# [Stated goal]
Starting at the line that contains "of the advertising" and continuing to the end of the listing below, copy every line, requests too, but shift each answer coordinate by adding 41 to both of its numbers.

# [Dataset entries]
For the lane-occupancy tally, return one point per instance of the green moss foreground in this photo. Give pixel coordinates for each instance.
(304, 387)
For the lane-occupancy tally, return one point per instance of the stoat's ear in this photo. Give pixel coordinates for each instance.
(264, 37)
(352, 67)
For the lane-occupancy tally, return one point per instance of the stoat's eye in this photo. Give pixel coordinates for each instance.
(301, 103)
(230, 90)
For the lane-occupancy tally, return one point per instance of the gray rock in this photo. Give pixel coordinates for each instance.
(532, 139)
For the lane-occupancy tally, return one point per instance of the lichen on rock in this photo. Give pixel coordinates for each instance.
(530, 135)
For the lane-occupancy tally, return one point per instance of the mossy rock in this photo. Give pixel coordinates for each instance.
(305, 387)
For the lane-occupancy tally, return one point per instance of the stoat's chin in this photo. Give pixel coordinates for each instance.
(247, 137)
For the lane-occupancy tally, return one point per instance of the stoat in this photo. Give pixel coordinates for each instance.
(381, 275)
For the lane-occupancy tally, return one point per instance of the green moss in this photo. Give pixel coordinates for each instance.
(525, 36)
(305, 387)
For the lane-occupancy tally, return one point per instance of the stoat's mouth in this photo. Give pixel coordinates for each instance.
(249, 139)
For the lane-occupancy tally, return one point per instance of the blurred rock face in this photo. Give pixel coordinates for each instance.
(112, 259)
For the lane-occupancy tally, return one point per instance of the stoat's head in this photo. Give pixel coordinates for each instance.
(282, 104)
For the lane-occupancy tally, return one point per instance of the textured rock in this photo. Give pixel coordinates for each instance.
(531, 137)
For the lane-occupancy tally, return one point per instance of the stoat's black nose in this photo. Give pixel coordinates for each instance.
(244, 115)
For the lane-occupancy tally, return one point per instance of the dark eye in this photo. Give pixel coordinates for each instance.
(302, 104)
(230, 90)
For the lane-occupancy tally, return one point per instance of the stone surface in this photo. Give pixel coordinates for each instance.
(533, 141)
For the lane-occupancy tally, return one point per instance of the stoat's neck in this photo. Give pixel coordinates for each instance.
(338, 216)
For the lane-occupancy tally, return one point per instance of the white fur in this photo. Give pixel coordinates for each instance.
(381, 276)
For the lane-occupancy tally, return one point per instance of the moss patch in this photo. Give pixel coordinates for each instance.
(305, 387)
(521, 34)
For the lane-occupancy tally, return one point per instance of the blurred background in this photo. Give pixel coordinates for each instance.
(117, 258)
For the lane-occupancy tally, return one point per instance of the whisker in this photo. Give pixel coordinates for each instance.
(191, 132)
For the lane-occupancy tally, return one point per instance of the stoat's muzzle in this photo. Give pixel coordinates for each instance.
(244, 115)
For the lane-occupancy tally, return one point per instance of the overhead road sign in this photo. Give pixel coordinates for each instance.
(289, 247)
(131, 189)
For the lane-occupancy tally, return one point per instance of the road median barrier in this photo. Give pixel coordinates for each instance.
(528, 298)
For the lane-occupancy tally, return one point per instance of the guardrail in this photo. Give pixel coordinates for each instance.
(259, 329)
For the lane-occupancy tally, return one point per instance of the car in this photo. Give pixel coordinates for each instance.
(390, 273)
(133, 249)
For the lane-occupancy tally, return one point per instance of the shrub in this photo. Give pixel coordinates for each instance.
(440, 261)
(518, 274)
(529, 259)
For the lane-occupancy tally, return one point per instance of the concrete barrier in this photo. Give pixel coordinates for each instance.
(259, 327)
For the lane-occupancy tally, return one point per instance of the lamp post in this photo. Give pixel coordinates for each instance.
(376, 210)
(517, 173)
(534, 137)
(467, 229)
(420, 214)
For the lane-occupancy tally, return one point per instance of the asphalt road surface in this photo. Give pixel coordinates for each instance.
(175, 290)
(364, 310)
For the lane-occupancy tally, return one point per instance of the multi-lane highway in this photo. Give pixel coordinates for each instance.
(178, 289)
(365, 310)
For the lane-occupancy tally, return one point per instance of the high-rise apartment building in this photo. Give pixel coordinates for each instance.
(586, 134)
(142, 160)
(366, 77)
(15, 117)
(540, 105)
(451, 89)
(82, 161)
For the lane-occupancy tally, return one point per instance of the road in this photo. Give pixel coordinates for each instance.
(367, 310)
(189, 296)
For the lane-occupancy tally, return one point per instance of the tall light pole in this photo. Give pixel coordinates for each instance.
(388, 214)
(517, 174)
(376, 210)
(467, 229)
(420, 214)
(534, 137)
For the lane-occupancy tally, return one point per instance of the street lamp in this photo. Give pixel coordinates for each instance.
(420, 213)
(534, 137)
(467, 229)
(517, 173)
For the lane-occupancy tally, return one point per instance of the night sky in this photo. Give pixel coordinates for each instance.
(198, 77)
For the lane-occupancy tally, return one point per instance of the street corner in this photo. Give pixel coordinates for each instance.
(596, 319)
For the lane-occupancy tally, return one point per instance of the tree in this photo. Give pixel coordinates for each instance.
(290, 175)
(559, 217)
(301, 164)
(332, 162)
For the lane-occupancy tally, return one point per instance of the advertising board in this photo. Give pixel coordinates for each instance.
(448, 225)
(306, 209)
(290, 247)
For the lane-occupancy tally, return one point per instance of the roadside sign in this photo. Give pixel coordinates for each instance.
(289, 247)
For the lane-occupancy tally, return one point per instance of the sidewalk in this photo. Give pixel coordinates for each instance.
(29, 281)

# [Task solution]
For the lane-occupancy tally, return one point per instance of the advertising board in this photo. Give pixel coordinates for each instance.
(489, 266)
(347, 250)
(331, 288)
For the lane-occupancy tally, return one point per instance of the roadside sign in this photo. Give pixel coordinates for each instance.
(330, 288)
For the lane-occupancy tally, return one point per instance of the sidewalk in this photo. Give pixel coordinates for each instance.
(70, 322)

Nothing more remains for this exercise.